Please keep to the lines below from the one with "task | drop a pin on each instance of the support" through the one with "target | clear sky", and restate them word for word, ends included.

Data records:
┄┄┄┄┄┄┄┄┄┄┄┄┄┄┄┄┄┄┄┄

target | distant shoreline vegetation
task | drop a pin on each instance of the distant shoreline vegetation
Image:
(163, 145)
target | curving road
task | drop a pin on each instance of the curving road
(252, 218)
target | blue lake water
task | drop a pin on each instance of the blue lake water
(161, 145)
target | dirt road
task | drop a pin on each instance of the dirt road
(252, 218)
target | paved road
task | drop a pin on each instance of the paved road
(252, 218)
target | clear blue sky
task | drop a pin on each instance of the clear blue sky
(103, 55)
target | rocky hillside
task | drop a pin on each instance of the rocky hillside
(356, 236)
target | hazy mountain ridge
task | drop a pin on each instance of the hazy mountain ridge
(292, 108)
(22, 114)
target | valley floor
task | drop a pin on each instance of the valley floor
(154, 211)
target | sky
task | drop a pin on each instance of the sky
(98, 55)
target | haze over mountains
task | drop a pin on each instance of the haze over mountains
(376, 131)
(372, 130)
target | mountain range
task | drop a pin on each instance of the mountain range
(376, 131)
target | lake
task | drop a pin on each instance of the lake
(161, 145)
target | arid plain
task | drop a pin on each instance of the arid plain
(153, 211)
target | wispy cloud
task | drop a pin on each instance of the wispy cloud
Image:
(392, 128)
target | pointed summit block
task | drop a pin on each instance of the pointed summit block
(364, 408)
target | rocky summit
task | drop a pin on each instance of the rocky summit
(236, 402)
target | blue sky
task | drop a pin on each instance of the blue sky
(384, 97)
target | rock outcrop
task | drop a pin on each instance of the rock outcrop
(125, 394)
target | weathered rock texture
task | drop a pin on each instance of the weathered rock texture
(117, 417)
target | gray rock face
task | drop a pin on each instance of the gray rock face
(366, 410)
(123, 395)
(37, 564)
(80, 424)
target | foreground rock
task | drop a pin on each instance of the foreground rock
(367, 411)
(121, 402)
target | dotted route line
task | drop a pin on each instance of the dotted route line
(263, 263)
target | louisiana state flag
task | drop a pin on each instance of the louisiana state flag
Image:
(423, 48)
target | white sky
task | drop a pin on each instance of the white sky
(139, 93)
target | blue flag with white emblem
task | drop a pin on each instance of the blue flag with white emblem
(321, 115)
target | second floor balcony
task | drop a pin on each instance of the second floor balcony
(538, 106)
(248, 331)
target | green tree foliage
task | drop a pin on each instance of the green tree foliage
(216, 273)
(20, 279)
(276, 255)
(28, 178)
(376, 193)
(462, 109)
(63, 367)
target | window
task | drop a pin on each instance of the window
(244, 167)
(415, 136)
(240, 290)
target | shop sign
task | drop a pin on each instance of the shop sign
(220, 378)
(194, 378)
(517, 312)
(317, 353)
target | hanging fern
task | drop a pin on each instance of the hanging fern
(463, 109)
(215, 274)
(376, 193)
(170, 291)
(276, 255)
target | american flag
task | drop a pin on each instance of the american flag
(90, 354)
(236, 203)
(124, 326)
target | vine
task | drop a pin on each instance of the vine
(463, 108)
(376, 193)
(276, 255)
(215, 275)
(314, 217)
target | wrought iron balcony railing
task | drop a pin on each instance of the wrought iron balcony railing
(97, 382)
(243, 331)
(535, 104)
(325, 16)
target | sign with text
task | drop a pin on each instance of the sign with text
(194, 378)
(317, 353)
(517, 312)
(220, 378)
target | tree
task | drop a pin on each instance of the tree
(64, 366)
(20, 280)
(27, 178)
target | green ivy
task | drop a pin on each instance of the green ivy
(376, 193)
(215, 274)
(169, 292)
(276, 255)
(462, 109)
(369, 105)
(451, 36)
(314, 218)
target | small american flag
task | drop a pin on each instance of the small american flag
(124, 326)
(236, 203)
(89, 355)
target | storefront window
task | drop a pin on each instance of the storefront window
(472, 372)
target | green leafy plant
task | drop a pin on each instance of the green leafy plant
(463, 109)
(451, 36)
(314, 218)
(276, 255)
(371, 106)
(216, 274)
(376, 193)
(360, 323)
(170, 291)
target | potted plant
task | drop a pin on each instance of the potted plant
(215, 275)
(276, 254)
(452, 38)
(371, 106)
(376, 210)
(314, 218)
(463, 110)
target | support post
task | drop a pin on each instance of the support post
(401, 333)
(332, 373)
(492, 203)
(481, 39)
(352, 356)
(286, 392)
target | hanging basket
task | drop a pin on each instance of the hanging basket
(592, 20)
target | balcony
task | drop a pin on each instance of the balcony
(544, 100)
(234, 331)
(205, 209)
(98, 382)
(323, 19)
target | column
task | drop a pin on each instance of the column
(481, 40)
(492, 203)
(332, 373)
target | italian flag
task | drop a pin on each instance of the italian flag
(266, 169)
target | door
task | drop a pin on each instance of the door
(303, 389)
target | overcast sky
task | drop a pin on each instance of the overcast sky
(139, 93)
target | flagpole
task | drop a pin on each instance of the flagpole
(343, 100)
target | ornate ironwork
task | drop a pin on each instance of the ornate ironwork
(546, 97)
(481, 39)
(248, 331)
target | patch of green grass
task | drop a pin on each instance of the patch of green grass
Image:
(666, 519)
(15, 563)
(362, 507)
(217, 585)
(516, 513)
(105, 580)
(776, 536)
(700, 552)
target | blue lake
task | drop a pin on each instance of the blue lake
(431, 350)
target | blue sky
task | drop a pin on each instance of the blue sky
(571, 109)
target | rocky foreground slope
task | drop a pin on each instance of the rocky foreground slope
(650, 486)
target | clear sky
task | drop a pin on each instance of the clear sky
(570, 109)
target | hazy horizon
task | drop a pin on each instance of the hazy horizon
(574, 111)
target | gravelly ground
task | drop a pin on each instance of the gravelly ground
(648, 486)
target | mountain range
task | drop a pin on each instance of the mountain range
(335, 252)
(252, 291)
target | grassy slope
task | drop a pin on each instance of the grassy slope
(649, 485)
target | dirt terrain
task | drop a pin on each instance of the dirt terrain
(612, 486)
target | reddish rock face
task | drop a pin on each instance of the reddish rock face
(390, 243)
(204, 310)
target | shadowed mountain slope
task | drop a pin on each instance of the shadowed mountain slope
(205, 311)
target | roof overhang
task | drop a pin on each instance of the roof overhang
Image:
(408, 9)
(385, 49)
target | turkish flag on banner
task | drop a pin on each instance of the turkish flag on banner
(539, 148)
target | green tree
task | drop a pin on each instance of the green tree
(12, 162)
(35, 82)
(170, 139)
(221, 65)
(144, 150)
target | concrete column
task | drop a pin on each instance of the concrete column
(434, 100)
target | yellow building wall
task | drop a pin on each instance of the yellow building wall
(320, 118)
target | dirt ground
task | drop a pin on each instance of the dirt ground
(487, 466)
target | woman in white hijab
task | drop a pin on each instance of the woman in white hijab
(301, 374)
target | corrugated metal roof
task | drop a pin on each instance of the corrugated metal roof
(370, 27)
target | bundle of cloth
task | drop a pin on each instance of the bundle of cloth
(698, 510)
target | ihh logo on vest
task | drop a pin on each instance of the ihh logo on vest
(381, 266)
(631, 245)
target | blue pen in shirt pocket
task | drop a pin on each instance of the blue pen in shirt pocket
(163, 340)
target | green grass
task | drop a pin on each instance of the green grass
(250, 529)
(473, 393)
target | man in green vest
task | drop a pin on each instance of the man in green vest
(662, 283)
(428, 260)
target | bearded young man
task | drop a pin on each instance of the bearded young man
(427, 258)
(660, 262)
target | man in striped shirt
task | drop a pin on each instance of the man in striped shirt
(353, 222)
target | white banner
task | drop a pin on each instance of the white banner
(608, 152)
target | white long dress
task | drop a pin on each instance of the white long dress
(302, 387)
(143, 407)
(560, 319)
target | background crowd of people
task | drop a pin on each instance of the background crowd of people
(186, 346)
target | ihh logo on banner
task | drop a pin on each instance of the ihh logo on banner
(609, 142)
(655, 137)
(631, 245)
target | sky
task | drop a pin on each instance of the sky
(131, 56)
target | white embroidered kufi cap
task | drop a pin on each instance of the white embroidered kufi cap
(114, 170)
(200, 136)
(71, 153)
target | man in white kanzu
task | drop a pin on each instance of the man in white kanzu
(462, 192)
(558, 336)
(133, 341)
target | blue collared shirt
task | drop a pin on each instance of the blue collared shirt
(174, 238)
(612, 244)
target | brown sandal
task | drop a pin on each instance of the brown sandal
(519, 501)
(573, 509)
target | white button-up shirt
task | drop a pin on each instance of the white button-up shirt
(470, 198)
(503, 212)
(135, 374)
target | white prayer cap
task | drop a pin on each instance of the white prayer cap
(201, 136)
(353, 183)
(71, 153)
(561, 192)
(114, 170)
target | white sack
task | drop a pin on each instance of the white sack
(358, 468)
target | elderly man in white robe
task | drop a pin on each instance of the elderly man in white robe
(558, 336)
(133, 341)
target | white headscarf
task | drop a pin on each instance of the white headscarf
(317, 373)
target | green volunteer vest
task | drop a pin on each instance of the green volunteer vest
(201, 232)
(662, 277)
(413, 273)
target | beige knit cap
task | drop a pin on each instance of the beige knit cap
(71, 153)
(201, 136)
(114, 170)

┄┄┄┄┄┄┄┄┄┄┄┄┄┄┄┄┄┄┄┄

- [Problem solution]
task | drop a pin on each instance of the support post
(401, 333)
(332, 373)
(492, 203)
(481, 39)
(352, 356)
(286, 392)
target | hanging basket
task | drop a pin on each instance of the hanging basket
(592, 20)
target | balcony
task | drop a pin on each instance of the balcony
(544, 100)
(234, 331)
(205, 209)
(98, 382)
(323, 19)
target | column
task | drop a pin on each instance of the column
(481, 40)
(492, 203)
(332, 373)
target | italian flag
task | drop a pin on each instance of the italian flag
(266, 169)
target | door
task | drop a pin on each instance of the door
(303, 389)
target | overcast sky
task | drop a pin on each instance of the overcast sky
(139, 93)
target | flagpole
task | drop a pin on each instance of the flagpole
(343, 100)
target | ornate ironwork
task | drop a pin on each instance of the ornate ironwork
(546, 97)
(481, 39)
(248, 331)
target | patch of green grass
task | drop a pin on each instance of the patch of green grass
Image:
(666, 519)
(15, 563)
(362, 507)
(217, 585)
(516, 513)
(105, 580)
(776, 536)
(700, 552)
target | blue lake
task | drop a pin on each instance of the blue lake
(431, 350)
target | blue sky
task | drop a pin on each instance of the blue sky
(571, 109)
target | rocky foreground slope
task | drop a pin on each instance of the rocky foreground slope
(650, 486)
target | clear sky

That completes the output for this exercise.